## Passage
== Segment start ==

This article was published by the Great British Mag team on 3 February 2021.
If you are one of the many thousands of students facing financial hardship due to Covid-19, then read this article to find out what help, financial assistance and support is available and how you can access it.
Apply for a student hardship grant
On 2 February 2021, the UK government announced it was making a further £50m available to universities to help alleviate financial hardship bought about by the pandemic.
The announcement comes behind the Welsh government earmarking £40m for vulnerable students in January, along with Scotland bringing out a £30m fund in the same month. Northern Ireland began providing Covid-19 financial support for students back in May 2020.
The government has said that the funds should be used to help students who have lost their jobs and are having to cover the cost of accommodation they are not using, as well as to support those who are finding it hard to access online learning. Importantly though, the government is giving universities the autonomy to make decisions on how to use the money locally.
If you are a full-time student, contact your International Student Support team, Student Welfare team or Students Union who will be able to help you access financial help and support from the student hardship funds. Check out your university’s website and social media channels to find out who you can email or call.
Get free food from food banks
If you have run out of money and are in immediate need of assistance, you can contact a food bank in your local area that will be able to provide you with food and possibly toiletries and other household items. The food you will get will include staples such as pasta, teabags, fruit and vegetables and is completely free of charge, although the food bank may ask you to complete some paperwork.
Charities that run food banks can be found across the UK. To find your nearest food bank go onto the Trussell Trust website.

== Segment end ==

## Extracted records
== Segment start ==

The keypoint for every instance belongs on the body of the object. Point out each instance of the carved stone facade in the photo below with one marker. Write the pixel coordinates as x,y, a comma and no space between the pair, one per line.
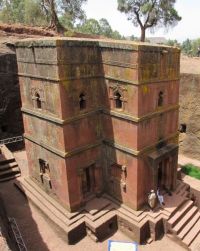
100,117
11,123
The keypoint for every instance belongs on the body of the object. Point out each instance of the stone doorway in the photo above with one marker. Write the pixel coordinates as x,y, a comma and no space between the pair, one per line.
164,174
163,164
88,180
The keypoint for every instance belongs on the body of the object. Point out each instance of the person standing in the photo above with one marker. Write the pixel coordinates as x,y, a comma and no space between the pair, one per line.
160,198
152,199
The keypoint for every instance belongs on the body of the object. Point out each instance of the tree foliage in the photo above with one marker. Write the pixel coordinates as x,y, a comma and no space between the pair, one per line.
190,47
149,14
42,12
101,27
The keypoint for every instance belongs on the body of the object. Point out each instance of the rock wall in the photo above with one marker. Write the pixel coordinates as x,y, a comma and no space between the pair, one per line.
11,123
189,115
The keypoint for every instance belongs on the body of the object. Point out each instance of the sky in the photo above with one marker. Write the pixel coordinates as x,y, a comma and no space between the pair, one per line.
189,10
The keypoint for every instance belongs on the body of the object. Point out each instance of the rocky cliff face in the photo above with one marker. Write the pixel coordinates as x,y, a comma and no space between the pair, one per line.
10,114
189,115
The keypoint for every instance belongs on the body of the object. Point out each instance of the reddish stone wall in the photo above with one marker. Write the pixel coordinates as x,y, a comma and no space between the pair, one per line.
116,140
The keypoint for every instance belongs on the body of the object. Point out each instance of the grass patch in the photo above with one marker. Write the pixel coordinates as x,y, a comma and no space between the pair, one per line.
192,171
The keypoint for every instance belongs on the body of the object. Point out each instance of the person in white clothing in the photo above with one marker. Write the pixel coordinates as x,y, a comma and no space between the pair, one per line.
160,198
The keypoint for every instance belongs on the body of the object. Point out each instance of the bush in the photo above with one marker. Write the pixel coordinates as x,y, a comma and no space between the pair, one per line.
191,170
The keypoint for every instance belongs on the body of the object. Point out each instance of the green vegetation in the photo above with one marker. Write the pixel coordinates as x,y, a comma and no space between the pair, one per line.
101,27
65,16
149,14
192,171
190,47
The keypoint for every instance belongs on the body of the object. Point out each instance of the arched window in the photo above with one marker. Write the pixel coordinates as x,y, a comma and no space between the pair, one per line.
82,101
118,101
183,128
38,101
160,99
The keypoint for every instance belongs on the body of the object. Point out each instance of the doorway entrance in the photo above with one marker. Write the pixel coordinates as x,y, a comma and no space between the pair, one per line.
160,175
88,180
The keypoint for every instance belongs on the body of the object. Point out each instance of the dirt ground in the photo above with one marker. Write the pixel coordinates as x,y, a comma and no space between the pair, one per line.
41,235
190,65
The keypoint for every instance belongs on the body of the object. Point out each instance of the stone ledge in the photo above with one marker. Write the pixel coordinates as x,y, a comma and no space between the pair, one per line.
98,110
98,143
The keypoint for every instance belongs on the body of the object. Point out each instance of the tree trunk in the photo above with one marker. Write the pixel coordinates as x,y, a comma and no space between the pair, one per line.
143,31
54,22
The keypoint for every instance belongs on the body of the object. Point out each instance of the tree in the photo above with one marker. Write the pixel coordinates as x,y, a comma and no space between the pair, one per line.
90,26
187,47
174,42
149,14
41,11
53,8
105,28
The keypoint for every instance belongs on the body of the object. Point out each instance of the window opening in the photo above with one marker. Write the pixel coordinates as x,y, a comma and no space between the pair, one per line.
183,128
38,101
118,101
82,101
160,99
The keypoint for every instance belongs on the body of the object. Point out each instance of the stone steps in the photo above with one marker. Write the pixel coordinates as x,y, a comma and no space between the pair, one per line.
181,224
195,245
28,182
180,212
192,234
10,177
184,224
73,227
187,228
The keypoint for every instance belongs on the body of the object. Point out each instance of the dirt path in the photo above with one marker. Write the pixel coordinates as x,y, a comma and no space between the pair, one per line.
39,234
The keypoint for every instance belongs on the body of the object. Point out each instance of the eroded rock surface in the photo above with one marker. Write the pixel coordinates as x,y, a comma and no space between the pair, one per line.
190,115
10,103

== Segment end ==

## Task
Continue the article about financial help for students hit by Covid-19 from the point where it stops.

## Answer area
Contact your country’s embassy in the UK
Contact your country’s embassy or consulate in the UK to find out what help and support they can give you. For example, the High Commission of India is offering emergency accommodation for Indian students stranded in London and the National Indian Students and Alumni Union, in partnership with other organisations, is providing free food for students in Bradford and Milton Keynes.
For more information, email email@example.com or call 0741 7478274.
Contact local and national charities
Charities across the UK are mobilising to meet the challenge posed by the national crises and help those most in need. One charity especially for international students is called Friends International.
It is a Christian charity that welcomes students of all faiths and no faith. They have 40 centres around the UK that can give you a hand accessing help in the local area, such as putting you in touch with charities that can provide you with free food parcels.
The majority of the 40 centres have social media channels and a website through which you can get in touch.
Contact places of worship
Whilst all places of worship are closed, they are providing assistance to their local communities including arranging emergency food parcels.
If you follow a religion then get in touch with your local place of worship by phone, email or social media. If you don’t follow any religion, then be assured that you can still get help by reaching out to the local places of worship. Do this by calling, emailing, completing online forms and contacting them via social media.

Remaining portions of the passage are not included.